━━━ Provided records
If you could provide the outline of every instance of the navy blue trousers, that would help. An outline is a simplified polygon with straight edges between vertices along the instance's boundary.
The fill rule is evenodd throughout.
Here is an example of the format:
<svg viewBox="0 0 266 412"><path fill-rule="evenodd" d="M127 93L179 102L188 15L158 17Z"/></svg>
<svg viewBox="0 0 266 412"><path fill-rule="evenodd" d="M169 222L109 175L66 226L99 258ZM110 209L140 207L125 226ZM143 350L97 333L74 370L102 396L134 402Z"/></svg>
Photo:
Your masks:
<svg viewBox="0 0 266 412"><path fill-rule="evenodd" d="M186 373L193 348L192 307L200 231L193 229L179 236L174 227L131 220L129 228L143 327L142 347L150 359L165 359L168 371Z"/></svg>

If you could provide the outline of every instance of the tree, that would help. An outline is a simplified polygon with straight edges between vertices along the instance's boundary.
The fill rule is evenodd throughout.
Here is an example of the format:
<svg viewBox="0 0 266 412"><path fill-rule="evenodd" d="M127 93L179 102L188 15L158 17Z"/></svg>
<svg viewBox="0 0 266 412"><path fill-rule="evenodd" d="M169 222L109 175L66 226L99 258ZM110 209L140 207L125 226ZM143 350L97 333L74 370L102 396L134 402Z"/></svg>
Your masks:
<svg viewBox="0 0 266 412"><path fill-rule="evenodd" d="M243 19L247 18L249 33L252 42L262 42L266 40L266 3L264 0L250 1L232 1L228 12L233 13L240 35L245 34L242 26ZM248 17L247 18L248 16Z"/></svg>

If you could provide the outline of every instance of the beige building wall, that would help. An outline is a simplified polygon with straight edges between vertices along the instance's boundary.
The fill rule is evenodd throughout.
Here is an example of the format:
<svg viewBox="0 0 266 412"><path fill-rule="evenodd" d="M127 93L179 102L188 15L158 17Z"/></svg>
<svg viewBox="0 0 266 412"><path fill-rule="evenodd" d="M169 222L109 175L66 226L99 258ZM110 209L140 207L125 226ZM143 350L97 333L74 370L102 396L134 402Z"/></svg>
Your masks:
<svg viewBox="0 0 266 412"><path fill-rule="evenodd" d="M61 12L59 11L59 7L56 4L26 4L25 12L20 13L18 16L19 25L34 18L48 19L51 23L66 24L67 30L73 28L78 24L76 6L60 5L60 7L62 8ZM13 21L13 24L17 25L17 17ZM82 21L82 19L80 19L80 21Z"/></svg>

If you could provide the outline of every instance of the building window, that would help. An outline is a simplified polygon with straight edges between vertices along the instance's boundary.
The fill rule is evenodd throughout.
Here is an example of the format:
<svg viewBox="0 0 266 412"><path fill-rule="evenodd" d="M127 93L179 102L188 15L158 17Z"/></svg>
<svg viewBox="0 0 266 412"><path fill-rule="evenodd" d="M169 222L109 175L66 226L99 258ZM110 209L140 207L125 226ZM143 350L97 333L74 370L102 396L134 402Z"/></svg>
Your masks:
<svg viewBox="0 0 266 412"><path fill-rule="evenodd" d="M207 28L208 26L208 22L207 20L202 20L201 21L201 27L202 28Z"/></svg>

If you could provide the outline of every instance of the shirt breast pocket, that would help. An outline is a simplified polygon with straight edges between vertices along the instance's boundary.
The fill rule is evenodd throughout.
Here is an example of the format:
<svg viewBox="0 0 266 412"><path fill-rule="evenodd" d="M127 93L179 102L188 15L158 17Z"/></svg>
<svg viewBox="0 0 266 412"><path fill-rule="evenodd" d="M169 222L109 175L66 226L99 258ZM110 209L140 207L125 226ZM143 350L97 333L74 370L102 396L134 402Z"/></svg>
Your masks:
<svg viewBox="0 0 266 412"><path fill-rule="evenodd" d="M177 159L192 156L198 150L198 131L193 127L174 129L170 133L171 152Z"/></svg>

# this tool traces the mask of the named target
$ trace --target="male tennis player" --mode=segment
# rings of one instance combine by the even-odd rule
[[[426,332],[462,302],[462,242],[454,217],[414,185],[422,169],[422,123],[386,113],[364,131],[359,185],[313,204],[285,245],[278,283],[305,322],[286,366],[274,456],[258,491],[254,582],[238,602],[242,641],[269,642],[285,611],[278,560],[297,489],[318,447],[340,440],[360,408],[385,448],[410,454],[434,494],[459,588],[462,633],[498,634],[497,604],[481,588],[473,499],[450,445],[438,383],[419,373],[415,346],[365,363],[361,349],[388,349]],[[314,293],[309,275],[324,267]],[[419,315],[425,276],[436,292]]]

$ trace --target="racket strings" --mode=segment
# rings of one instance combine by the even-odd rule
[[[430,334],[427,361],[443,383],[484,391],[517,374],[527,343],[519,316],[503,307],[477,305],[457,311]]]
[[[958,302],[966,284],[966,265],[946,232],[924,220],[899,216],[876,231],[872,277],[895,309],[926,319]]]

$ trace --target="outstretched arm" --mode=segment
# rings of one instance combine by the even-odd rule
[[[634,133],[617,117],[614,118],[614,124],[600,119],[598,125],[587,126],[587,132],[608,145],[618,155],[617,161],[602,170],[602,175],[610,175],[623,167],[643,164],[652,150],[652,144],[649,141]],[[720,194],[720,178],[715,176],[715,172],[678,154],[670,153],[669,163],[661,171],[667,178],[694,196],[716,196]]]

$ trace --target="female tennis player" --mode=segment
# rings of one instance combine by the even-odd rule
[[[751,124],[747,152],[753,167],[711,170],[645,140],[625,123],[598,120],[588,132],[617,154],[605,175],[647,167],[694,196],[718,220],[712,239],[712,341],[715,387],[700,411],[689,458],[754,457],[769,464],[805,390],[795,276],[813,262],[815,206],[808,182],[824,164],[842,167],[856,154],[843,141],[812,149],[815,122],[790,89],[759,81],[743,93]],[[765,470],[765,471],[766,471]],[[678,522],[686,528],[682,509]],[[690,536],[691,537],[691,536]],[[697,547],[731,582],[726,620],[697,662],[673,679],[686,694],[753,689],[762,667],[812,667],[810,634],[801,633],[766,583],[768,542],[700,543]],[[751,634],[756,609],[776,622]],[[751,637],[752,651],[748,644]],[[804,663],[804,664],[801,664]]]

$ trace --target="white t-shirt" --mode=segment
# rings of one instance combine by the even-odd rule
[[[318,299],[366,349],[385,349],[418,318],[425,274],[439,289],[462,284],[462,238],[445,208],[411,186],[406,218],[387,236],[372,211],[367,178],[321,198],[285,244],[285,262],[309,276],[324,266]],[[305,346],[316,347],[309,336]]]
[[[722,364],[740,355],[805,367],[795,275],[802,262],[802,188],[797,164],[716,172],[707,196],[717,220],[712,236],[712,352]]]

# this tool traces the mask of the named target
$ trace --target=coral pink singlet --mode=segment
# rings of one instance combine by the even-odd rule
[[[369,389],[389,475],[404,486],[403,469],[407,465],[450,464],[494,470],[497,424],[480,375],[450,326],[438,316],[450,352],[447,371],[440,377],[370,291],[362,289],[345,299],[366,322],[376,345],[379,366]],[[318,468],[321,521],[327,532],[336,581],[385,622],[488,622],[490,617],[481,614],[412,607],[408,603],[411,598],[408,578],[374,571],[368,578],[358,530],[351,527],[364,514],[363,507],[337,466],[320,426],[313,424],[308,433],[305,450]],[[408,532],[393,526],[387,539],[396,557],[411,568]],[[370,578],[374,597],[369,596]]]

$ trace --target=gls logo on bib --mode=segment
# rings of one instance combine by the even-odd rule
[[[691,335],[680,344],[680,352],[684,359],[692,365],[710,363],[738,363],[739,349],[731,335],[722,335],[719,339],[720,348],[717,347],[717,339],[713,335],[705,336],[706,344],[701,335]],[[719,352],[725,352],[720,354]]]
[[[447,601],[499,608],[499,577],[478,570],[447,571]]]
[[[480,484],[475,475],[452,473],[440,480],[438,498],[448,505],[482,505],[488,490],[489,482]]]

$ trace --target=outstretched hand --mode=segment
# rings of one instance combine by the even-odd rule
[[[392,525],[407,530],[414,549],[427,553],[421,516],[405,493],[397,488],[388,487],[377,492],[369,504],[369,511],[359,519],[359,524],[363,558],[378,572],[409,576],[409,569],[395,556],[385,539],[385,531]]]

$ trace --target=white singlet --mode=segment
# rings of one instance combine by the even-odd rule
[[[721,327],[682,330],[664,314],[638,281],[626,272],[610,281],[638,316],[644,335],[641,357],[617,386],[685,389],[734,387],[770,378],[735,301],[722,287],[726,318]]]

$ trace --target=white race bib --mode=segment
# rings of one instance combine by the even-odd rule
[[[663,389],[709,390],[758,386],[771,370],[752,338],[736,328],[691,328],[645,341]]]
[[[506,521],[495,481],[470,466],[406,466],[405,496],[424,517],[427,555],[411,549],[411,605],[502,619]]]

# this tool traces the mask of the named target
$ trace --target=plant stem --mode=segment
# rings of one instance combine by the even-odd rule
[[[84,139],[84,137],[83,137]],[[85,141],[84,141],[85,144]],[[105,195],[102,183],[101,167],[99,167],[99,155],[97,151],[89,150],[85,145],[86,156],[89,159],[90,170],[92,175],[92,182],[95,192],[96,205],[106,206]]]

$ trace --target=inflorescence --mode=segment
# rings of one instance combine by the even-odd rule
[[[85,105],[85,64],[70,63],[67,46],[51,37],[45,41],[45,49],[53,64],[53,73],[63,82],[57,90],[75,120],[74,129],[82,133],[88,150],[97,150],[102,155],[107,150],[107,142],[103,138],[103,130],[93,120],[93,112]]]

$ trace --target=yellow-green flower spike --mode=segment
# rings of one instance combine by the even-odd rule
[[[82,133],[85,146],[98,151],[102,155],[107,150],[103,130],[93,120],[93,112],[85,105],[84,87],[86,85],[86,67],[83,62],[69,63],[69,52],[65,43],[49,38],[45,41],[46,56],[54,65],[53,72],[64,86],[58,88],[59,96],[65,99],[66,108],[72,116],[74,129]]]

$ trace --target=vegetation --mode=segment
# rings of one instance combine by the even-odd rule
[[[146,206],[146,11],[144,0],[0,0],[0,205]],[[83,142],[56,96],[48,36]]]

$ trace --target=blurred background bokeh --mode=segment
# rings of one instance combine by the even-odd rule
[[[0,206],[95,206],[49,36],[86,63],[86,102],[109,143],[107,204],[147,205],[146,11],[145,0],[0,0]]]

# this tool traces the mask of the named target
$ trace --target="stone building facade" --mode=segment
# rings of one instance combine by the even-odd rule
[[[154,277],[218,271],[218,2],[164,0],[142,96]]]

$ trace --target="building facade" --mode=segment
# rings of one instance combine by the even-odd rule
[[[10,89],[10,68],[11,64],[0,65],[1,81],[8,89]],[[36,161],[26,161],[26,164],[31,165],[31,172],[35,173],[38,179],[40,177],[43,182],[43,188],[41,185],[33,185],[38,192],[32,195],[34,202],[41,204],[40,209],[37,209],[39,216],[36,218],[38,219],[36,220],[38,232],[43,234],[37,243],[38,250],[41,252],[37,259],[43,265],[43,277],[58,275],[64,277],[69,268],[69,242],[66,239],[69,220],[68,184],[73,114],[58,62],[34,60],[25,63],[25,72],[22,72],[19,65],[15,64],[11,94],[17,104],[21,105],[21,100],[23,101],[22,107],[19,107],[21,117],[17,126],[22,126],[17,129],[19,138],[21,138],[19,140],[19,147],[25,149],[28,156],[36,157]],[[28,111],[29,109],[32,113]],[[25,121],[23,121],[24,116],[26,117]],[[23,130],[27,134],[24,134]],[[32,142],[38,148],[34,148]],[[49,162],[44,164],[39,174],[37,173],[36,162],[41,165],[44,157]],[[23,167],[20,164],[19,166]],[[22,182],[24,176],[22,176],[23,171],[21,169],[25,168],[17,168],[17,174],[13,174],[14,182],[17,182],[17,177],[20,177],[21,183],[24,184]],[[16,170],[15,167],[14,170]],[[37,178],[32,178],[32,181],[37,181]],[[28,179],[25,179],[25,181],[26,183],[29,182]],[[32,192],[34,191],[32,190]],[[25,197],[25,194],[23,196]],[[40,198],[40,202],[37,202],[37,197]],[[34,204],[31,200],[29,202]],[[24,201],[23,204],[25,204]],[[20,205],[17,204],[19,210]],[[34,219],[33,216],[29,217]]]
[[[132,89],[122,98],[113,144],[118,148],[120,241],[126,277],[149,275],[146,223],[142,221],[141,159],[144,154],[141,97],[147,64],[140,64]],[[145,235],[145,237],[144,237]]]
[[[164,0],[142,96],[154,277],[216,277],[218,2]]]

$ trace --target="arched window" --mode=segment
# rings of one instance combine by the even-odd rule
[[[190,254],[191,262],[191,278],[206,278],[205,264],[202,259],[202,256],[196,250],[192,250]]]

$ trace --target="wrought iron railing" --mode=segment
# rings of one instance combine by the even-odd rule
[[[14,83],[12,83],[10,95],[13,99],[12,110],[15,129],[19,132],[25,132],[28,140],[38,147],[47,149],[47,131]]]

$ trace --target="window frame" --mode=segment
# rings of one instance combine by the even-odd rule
━━━━━━
Given request =
Which lines of the data above contain the string "facade", with case counting? Collect each such line in full.

Answer to the exercise =
$ trace --target="stone building facade" --mode=segment
$ trace --target="building facade" --mode=segment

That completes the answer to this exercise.